# Your assignment:
Your job is to copy every record exactly.

# Recorded information:
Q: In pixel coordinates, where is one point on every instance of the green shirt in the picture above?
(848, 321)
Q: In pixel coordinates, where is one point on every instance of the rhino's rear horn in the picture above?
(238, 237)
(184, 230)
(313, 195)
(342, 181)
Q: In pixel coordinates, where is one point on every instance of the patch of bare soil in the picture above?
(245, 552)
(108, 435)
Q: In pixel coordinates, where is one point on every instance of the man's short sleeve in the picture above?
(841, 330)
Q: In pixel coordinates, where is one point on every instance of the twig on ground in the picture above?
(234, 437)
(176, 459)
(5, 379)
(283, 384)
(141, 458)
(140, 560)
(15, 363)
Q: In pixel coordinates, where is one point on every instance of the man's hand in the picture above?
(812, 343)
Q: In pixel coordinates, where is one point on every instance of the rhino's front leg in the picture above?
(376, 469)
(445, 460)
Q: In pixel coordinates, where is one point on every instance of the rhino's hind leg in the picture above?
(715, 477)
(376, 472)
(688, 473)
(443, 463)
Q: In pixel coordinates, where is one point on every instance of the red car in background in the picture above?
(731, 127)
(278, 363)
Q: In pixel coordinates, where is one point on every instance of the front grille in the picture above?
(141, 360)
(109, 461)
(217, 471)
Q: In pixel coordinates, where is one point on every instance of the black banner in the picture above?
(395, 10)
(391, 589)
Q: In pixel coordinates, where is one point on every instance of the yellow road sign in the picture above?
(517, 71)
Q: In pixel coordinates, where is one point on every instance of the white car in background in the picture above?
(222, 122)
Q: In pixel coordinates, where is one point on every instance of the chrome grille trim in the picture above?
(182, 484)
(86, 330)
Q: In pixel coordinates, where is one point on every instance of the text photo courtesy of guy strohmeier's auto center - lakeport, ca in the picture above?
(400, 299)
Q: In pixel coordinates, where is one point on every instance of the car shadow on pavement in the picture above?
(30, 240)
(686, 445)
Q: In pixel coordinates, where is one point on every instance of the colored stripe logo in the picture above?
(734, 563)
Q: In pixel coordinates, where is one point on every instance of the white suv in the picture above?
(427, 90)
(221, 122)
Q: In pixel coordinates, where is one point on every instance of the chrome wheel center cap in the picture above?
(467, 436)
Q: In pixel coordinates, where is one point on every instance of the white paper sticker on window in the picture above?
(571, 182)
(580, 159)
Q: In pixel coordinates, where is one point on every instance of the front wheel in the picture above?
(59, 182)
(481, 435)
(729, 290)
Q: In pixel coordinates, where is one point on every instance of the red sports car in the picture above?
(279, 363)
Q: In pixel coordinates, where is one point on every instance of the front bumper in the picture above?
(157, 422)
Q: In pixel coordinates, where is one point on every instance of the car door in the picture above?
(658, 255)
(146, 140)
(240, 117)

# Problem solution:
Q: In pixel coordinates, where is one point on every instance of the green shirt in the picture above?
(848, 321)
Q: In pixel coordinates, where is one point on every instance of the rhino's rear horn in the picture above?
(238, 237)
(184, 230)
(313, 195)
(342, 181)
Q: In pixel coordinates, where is one point on every instance of the patch of bare soil in the picture above?
(245, 552)
(108, 435)
Q: In pixel coordinates, where is one point on every instance of the man's short sleeve in the picture above?
(841, 330)
Q: In pixel coordinates, where is one point on every instance of the twig on ground in the picture above?
(234, 437)
(176, 459)
(5, 379)
(283, 384)
(141, 458)
(140, 560)
(15, 363)
Q: In pixel coordinates, where is one point on every instance of the man's hand in the picture above?
(812, 343)
Q: In pixel coordinates, where is one point on every instance of the rhino's front leg in the picture above?
(376, 469)
(445, 460)
Q: In pixel coordinates, where is one point on every instance of the rhino's hind leg in the picture above?
(715, 477)
(376, 472)
(688, 473)
(443, 463)
Q: In pixel coordinates, where is one point on every instance of the red car in background in the picture above?
(731, 127)
(278, 363)
Q: In pixel coordinates, where is one point on every instance of the front grille in the picture above?
(141, 360)
(109, 461)
(217, 471)
Q: In pixel coordinates, where is one point on every instance of the black banner in the picture above?
(395, 10)
(391, 589)
Q: In pixel coordinates, where is one point on every instance of the yellow road sign in the picture above?
(517, 71)
Q: In pixel coordinates, where is one point on every instance of the white car in background in the picture above?
(222, 122)
Q: In pixel coordinates, where is one point on every instance of the chrome grille trim in the picture above?
(182, 484)
(86, 330)
Q: In pixel coordinates, where is one point on every instance of the text photo courtesy of guy strohmeier's auto center - lakeport, ca in the picture above?
(400, 299)
Q: In pixel coordinates, where is one point on every instance of the car shadow on pavement in the picture above?
(30, 240)
(686, 445)
Q: In pixel coordinates, where is one point on every instance of the colored stripe logo in the picture above?
(734, 563)
Q: In pixel coordinates, where is one point on every instance of the white suv in the picture above?
(427, 90)
(221, 122)
Q: In pixel coordinates, where is one point on every instance of the chrome wheel center cap in the picture above?
(467, 436)
Q: In pixel coordinates, where is one point on every instance of the white paper sticker on window in the picture above?
(571, 182)
(580, 159)
Q: In pixel coordinates, where is one point on every instance of the front wheel in the picture above?
(59, 182)
(481, 435)
(729, 290)
Q: In pixel coordinates, where is one point on every instance of the red sports car in the picture above?
(279, 363)
Q: In pixel coordinates, where is one point on every instance of the front bumper in the picture above?
(157, 422)
Q: In pixel coordinates, where is one point on every instance of the car door in the picture above?
(658, 255)
(146, 140)
(240, 117)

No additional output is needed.